> _Record extracts_
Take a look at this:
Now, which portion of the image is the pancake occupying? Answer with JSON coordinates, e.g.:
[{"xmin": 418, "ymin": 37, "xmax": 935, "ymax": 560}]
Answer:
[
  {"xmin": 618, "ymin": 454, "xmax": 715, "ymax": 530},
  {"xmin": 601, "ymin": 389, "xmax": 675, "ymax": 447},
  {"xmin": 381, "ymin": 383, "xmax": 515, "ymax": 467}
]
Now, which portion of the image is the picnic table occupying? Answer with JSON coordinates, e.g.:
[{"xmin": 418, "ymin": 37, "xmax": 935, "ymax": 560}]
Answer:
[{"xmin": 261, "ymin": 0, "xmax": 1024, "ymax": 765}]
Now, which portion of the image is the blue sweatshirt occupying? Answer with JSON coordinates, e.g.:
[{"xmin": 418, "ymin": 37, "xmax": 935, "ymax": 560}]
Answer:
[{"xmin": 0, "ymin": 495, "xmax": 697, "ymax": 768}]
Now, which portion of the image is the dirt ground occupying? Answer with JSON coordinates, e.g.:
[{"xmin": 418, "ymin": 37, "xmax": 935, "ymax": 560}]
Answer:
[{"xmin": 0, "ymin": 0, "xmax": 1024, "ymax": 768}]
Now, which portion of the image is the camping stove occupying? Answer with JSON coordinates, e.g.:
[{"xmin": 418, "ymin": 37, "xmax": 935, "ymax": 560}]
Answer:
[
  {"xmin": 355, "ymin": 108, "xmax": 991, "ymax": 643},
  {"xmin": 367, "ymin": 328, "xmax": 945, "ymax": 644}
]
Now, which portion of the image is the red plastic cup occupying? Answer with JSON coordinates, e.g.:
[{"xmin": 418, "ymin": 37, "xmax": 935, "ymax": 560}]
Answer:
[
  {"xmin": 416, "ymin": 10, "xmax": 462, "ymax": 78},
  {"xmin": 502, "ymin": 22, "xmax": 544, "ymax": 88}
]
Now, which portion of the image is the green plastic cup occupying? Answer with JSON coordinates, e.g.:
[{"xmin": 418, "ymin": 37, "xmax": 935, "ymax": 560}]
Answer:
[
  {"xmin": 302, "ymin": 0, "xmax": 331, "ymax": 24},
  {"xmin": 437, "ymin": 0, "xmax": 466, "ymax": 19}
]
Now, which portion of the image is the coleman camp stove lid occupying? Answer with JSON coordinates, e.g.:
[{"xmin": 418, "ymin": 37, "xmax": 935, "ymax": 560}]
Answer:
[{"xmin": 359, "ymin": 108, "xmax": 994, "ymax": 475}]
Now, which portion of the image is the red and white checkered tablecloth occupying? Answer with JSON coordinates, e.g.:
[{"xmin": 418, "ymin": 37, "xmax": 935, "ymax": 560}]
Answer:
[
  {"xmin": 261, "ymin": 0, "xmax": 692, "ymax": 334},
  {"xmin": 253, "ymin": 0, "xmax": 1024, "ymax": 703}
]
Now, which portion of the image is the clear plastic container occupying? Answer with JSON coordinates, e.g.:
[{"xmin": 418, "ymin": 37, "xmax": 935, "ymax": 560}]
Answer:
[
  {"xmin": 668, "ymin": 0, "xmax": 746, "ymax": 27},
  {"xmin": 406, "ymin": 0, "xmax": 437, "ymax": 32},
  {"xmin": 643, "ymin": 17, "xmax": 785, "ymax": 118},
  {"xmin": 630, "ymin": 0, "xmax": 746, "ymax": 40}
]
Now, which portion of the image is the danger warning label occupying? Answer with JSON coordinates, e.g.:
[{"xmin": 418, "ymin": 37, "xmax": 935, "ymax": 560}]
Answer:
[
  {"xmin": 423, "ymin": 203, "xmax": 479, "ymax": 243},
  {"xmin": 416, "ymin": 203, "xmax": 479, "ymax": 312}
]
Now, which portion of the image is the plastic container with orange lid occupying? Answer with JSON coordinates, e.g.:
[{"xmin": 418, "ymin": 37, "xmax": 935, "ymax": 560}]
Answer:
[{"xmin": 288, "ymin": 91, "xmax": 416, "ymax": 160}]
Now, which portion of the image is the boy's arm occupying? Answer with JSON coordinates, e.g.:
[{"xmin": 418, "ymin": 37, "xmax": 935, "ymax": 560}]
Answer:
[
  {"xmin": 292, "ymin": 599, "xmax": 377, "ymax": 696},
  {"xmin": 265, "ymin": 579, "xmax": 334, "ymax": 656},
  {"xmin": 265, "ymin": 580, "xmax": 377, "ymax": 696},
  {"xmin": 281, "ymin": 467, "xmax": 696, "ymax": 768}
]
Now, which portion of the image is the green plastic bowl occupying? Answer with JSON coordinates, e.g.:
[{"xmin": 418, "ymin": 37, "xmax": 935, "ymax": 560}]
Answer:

> _Directions_
How many lines in the entries above contain the string "green"? Reply with the number alone.

> _Exercise response_
2